### [TEXT BLOCK]
============================================================
Descriptive Set Theory - definable sets can be partitioned into more pieces than elements of original set

Question

I just read that "In Descriptive Set Theory .... definable sets can .... counter intuitively .... be partitioned into more pieces than there are elements in the original set".

Would anyone have a reference which discusses / proves it ?

Many Thanks

Answer 1

This sounds like an incomplete quote. The phenomenon being described is less about definable sets than definable maps.

For example, consider the Vitali relation on the reals: $$a\sim b\quad\iff\quad a-b\in\mathbb{Q}.$$ The resulting quotient set $\mathbb{R}_\sim:=\mathbb{R}/\sim$ (renamed for kerning purposes) is nicely definable. Moreover, with some care you can cook up a nicely-definable injection $\mathbb{R}\rightarrow \mathbb{R}_\sim$. However, in a precise sense there is no nicely-definable injection $\mathbb{R}_\sim\rightarrow \mathbb{R}$ (e.g. take "nicely-definable" to be "Borel"). So once we agree to compare sets only using "nicely definable" maps, we have a set which is smaller than one of its quotient sets.

Note that $\mathbb{R}_\sim$ and $\mathbb{R}$ "classically" have the same cardinality (assuming Choice of course - and in a sense, the definable-cardinality idea pointed out here is a "Choice-ification" of some combinatorics that can happen more literally in $\mathsf{ZF}$).
============================================================
(Labeled area outline items)
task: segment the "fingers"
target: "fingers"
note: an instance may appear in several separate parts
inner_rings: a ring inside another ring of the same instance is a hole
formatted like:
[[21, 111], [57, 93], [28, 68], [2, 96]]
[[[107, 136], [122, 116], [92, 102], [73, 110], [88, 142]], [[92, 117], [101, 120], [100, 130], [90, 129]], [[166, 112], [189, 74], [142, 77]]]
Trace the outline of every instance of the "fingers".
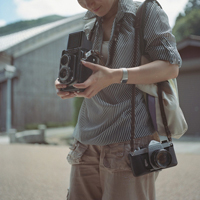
============================================================
### [WRITTEN REQUEST 1]
According to Answer 1 of the descriptive set theory thread, what is the described phenomenon less about than definable maps?
### [WRITTEN REQUEST 2]
Rewrite the descriptive set theory thread from "Would anyone have" to "its quotient sets.", swapping "injection" for "one-to-one map".
The records were taken from a different source than the thread.

### [EXERCISE ANSWER 1]
Definable sets

### [EXERCISE ANSWER 2]
Would anyone have a reference which discusses / proves it ?

Many Thanks

Answer 1

This sounds like an incomplete quote. The phenomenon being described is less about definable sets than definable maps.

For example, consider the Vitali relation on the reals: $$a\sim b\quad\iff\quad a-b\in\mathbb{Q}.$$ The resulting quotient set $\mathbb{R}_\sim:=\mathbb{R}/\sim$ (renamed for kerning purposes) is nicely definable. Moreover, with some care you can cook up a nicely-definable one-to-one map $\mathbb{R}\rightarrow \mathbb{R}_\sim$. However, in a precise sense there is no nicely-definable one-to-one map $\mathbb{R}_\sim\rightarrow \mathbb{R}$ (e.g. take "nicely-definable" to be "Borel"). So once we agree to compare sets only using "nicely definable" maps, we have a set which is smaller than one of its quotient sets.